Exercise instructions:
Nothing but the lines from the line with "of the potted" through the end of the data is to be copied, and each is to be copied exactly.

=======

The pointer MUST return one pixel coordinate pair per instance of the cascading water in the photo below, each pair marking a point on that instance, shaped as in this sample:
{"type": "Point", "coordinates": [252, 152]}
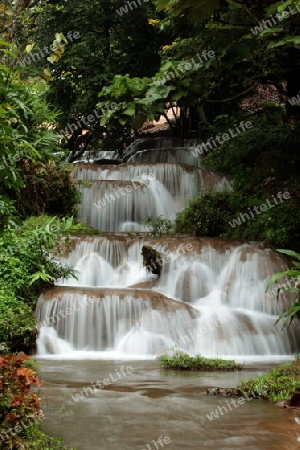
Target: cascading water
{"type": "Point", "coordinates": [210, 297]}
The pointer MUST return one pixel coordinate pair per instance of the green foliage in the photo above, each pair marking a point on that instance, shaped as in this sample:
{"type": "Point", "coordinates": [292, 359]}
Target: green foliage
{"type": "Point", "coordinates": [31, 181]}
{"type": "Point", "coordinates": [26, 269]}
{"type": "Point", "coordinates": [151, 259]}
{"type": "Point", "coordinates": [205, 215]}
{"type": "Point", "coordinates": [278, 384]}
{"type": "Point", "coordinates": [113, 45]}
{"type": "Point", "coordinates": [48, 189]}
{"type": "Point", "coordinates": [17, 402]}
{"type": "Point", "coordinates": [17, 322]}
{"type": "Point", "coordinates": [182, 361]}
{"type": "Point", "coordinates": [293, 275]}
{"type": "Point", "coordinates": [20, 412]}
{"type": "Point", "coordinates": [261, 163]}
{"type": "Point", "coordinates": [36, 440]}
{"type": "Point", "coordinates": [159, 226]}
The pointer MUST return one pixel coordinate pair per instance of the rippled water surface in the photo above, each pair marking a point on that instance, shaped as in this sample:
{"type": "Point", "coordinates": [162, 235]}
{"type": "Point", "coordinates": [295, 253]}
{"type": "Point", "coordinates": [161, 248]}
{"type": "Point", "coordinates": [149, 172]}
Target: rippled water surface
{"type": "Point", "coordinates": [134, 409]}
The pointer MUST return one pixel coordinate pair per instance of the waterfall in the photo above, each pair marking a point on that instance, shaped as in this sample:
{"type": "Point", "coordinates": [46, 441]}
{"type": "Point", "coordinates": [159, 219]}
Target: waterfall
{"type": "Point", "coordinates": [209, 298]}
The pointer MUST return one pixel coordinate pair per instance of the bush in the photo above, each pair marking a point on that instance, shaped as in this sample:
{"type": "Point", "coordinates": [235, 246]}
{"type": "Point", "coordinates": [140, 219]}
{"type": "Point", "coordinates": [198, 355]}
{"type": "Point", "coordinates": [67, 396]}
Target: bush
{"type": "Point", "coordinates": [17, 323]}
{"type": "Point", "coordinates": [26, 269]}
{"type": "Point", "coordinates": [182, 361]}
{"type": "Point", "coordinates": [276, 385]}
{"type": "Point", "coordinates": [205, 216]}
{"type": "Point", "coordinates": [20, 412]}
{"type": "Point", "coordinates": [261, 163]}
{"type": "Point", "coordinates": [48, 189]}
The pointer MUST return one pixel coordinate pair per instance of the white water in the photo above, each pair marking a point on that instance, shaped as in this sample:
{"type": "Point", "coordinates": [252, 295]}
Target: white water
{"type": "Point", "coordinates": [228, 312]}
{"type": "Point", "coordinates": [209, 299]}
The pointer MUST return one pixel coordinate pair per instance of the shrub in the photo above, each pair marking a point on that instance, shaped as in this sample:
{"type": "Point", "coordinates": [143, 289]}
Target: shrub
{"type": "Point", "coordinates": [182, 361]}
{"type": "Point", "coordinates": [205, 215]}
{"type": "Point", "coordinates": [276, 385]}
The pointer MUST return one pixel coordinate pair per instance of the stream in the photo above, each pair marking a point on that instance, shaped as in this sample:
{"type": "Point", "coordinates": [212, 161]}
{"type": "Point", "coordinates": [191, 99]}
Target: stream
{"type": "Point", "coordinates": [148, 403]}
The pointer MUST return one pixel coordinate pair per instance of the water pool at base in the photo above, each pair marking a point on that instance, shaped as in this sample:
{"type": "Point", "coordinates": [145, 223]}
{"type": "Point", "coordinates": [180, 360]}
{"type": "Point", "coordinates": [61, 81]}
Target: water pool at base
{"type": "Point", "coordinates": [134, 407]}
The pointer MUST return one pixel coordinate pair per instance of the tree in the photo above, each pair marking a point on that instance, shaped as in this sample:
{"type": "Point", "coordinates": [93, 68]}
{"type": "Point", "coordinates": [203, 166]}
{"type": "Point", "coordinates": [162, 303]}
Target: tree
{"type": "Point", "coordinates": [108, 44]}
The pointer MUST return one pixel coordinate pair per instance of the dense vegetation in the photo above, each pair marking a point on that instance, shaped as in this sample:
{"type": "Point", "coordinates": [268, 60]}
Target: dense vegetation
{"type": "Point", "coordinates": [182, 361]}
{"type": "Point", "coordinates": [76, 75]}
{"type": "Point", "coordinates": [278, 384]}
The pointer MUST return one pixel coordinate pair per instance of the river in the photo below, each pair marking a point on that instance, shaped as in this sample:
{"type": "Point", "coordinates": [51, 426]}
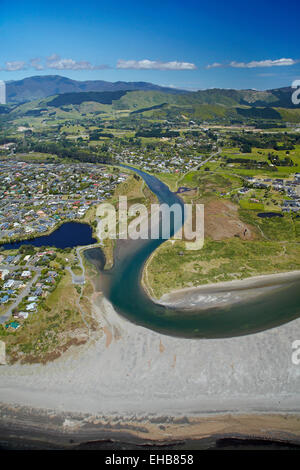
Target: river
{"type": "Point", "coordinates": [122, 286]}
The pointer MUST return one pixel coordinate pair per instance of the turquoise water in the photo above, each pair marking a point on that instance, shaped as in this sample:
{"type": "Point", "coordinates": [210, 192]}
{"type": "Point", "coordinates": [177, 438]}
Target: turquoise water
{"type": "Point", "coordinates": [123, 288]}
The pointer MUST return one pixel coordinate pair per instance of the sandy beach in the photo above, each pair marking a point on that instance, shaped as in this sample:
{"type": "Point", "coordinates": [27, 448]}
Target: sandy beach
{"type": "Point", "coordinates": [134, 375]}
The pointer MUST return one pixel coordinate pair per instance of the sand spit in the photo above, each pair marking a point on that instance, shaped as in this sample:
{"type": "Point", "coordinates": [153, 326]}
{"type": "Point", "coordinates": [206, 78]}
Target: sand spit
{"type": "Point", "coordinates": [226, 292]}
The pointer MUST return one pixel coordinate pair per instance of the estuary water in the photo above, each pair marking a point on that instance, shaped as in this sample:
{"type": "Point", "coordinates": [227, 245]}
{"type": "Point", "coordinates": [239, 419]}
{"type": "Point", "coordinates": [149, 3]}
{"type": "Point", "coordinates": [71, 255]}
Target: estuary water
{"type": "Point", "coordinates": [122, 286]}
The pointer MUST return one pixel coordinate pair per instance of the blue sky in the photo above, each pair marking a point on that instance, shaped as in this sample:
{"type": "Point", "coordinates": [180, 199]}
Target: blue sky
{"type": "Point", "coordinates": [187, 44]}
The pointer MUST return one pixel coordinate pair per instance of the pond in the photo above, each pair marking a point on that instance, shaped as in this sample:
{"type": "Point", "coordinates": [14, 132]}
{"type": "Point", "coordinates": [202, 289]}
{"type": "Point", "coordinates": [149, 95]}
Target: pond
{"type": "Point", "coordinates": [68, 235]}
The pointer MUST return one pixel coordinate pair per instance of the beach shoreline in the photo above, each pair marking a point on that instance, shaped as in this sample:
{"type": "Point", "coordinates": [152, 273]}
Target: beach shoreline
{"type": "Point", "coordinates": [139, 378]}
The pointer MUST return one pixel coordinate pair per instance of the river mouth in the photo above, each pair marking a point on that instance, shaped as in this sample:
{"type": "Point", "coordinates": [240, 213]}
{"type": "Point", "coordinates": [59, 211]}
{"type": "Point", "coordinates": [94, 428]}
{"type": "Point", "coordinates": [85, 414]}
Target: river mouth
{"type": "Point", "coordinates": [256, 309]}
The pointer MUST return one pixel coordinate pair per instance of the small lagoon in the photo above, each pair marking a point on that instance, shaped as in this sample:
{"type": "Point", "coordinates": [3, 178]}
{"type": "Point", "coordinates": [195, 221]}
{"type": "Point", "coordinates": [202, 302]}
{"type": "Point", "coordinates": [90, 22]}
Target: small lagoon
{"type": "Point", "coordinates": [68, 235]}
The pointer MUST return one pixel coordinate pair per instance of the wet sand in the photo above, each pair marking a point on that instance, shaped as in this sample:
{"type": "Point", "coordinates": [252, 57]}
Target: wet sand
{"type": "Point", "coordinates": [226, 292]}
{"type": "Point", "coordinates": [135, 377]}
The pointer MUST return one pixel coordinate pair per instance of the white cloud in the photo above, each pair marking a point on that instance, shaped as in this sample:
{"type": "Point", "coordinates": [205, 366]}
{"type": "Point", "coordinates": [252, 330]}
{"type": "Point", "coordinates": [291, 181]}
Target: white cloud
{"type": "Point", "coordinates": [36, 64]}
{"type": "Point", "coordinates": [146, 64]}
{"type": "Point", "coordinates": [14, 66]}
{"type": "Point", "coordinates": [264, 63]}
{"type": "Point", "coordinates": [256, 63]}
{"type": "Point", "coordinates": [214, 65]}
{"type": "Point", "coordinates": [57, 63]}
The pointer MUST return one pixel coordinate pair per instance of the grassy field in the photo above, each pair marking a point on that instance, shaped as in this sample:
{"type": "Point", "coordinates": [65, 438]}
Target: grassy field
{"type": "Point", "coordinates": [274, 247]}
{"type": "Point", "coordinates": [54, 328]}
{"type": "Point", "coordinates": [172, 267]}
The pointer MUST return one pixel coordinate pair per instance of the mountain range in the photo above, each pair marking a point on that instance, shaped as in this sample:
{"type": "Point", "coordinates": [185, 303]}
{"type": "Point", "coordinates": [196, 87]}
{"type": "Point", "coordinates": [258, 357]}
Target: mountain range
{"type": "Point", "coordinates": [39, 87]}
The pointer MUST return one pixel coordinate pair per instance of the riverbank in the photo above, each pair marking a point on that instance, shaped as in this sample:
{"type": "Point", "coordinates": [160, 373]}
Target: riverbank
{"type": "Point", "coordinates": [133, 375]}
{"type": "Point", "coordinates": [47, 429]}
{"type": "Point", "coordinates": [228, 292]}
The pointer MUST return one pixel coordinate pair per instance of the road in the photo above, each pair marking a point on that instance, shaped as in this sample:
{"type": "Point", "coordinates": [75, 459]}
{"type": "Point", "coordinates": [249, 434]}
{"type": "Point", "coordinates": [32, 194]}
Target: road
{"type": "Point", "coordinates": [21, 295]}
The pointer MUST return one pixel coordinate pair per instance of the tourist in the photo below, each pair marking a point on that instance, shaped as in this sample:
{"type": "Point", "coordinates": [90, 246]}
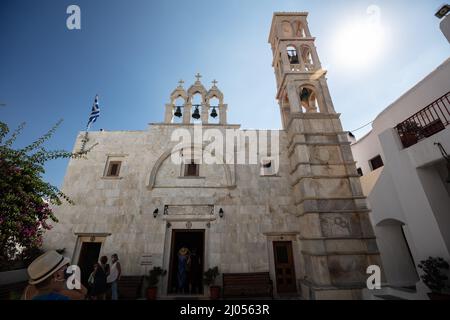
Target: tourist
{"type": "Point", "coordinates": [48, 279]}
{"type": "Point", "coordinates": [195, 272]}
{"type": "Point", "coordinates": [114, 276]}
{"type": "Point", "coordinates": [183, 260]}
{"type": "Point", "coordinates": [100, 275]}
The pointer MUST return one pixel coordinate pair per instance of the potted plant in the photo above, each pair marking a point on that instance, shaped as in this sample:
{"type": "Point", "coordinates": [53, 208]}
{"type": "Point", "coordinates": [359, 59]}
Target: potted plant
{"type": "Point", "coordinates": [435, 279]}
{"type": "Point", "coordinates": [209, 277]}
{"type": "Point", "coordinates": [409, 133]}
{"type": "Point", "coordinates": [152, 282]}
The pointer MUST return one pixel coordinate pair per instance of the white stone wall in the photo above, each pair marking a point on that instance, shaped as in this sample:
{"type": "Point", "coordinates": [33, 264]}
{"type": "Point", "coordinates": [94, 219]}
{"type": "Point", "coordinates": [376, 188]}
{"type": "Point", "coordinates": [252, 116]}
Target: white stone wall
{"type": "Point", "coordinates": [123, 207]}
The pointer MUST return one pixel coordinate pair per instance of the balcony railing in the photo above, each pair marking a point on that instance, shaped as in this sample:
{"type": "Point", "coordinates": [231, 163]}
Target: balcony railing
{"type": "Point", "coordinates": [425, 123]}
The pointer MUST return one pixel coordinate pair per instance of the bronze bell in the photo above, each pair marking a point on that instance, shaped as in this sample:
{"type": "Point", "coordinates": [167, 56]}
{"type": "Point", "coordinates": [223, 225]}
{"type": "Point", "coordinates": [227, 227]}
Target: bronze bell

=======

Written solution:
The pointer MUST return one pixel coordinate pair per instance of the potted plant in the photo above, each pair marking a point on that instance, shaped as in this sample:
{"type": "Point", "coordinates": [53, 208]}
{"type": "Point", "coordinates": [359, 59]}
Target: potted plant
{"type": "Point", "coordinates": [435, 279]}
{"type": "Point", "coordinates": [209, 277]}
{"type": "Point", "coordinates": [409, 133]}
{"type": "Point", "coordinates": [152, 282]}
The pointer MUST return one pixel coordinate pair per instance of the white stone wall in the photo above, each pair marking a point on that instance, shaped as in this sample:
{"type": "Point", "coordinates": [33, 264]}
{"type": "Point", "coordinates": [94, 219]}
{"type": "Point", "coordinates": [376, 188]}
{"type": "Point", "coordinates": [252, 116]}
Target: white stone wall
{"type": "Point", "coordinates": [123, 207]}
The pointer MUST return one pixel coordinate pair per instance of the balcony railing in the photo above, each pair marking a point on that instance, shaped as in this sample:
{"type": "Point", "coordinates": [231, 163]}
Target: balcony railing
{"type": "Point", "coordinates": [425, 123]}
The pointer MUST return one pixel coordinate pair per instance of the bronze bell in the photo above, each pair marking a point on that instance, shaped as in this sample:
{"type": "Point", "coordinates": [167, 56]}
{"type": "Point", "coordinates": [223, 225]}
{"type": "Point", "coordinates": [227, 227]}
Target: bronze bell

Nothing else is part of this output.